• **Source data**:
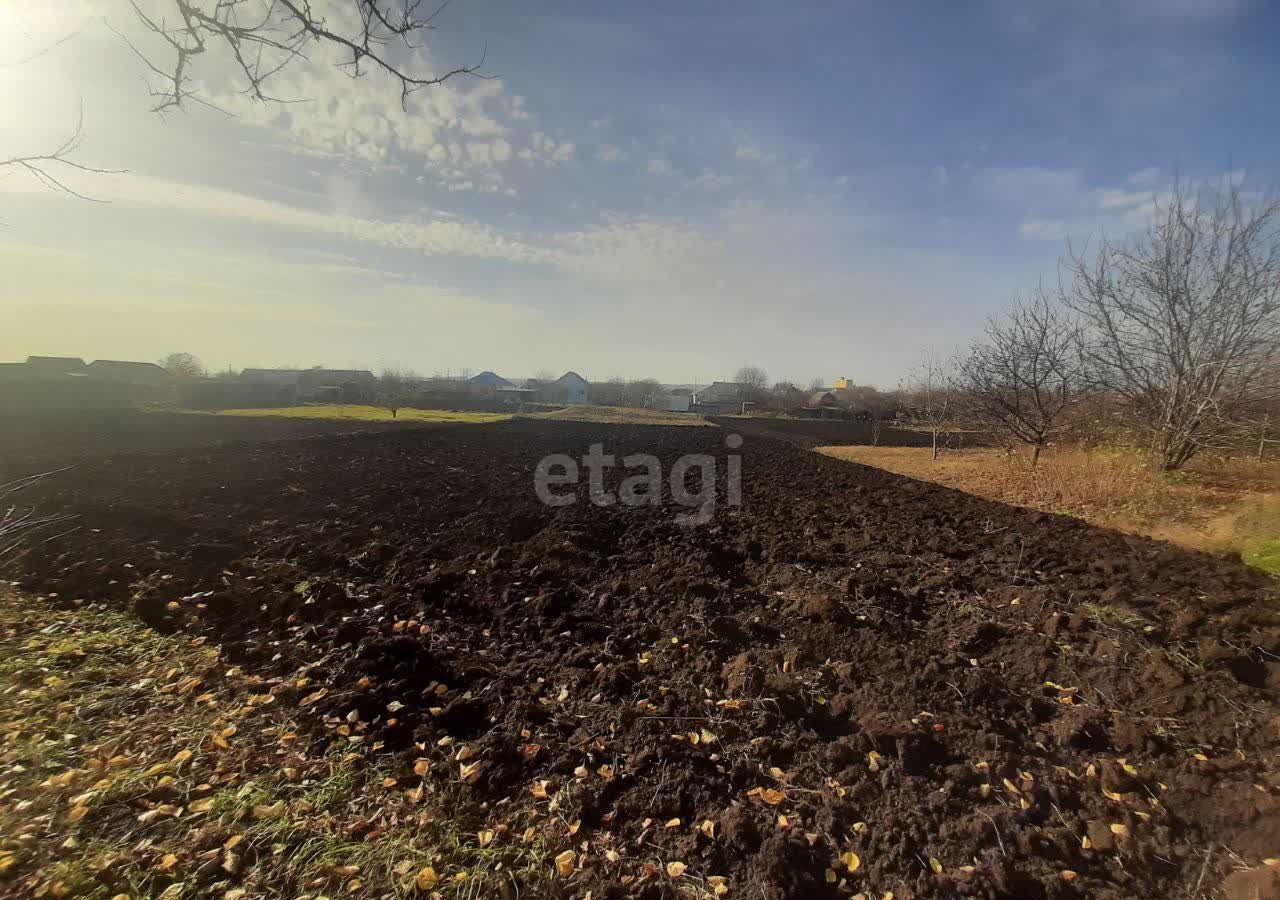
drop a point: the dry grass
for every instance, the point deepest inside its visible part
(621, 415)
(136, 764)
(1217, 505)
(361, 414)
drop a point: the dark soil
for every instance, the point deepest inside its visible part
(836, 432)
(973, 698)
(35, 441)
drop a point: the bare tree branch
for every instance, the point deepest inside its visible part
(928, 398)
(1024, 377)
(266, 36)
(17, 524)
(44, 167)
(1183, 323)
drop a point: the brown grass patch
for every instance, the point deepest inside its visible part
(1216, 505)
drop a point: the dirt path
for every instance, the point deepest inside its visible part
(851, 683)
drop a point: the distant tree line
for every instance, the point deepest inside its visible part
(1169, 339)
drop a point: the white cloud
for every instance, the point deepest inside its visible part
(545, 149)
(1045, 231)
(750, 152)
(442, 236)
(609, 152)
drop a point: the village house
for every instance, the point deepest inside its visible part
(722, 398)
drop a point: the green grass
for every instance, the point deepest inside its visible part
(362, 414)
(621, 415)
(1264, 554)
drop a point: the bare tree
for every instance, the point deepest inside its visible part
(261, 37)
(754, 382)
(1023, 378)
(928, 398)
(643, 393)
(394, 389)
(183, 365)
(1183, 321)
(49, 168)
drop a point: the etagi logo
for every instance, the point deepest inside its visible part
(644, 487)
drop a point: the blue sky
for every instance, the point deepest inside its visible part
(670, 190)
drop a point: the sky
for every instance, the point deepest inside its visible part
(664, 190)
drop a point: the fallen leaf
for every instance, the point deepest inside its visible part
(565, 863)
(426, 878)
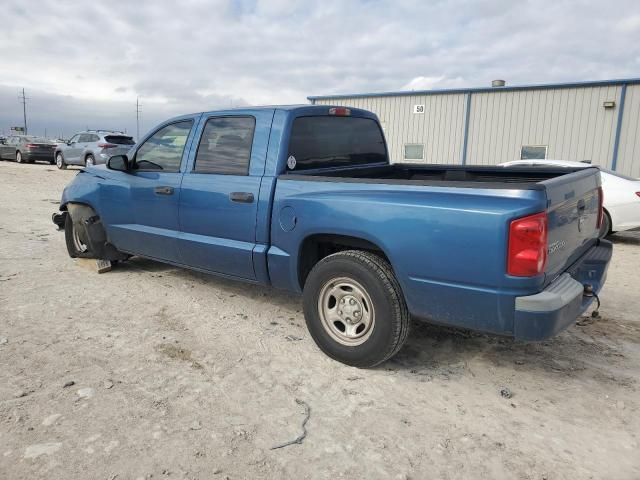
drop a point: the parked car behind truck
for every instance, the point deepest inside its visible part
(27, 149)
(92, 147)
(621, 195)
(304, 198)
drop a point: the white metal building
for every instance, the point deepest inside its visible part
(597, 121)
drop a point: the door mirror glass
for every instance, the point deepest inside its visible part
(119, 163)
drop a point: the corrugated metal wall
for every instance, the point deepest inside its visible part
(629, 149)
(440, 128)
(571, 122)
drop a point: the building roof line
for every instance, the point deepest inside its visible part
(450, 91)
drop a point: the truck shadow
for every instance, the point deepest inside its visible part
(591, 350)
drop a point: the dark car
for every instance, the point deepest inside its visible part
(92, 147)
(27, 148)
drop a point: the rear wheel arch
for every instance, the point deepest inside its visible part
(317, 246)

• **About this task**: Your answer should consist of each line above in which "truck" appears.

• **Output for this exercise**:
drop a point: the parked car behind truck
drop a point: the truck shadow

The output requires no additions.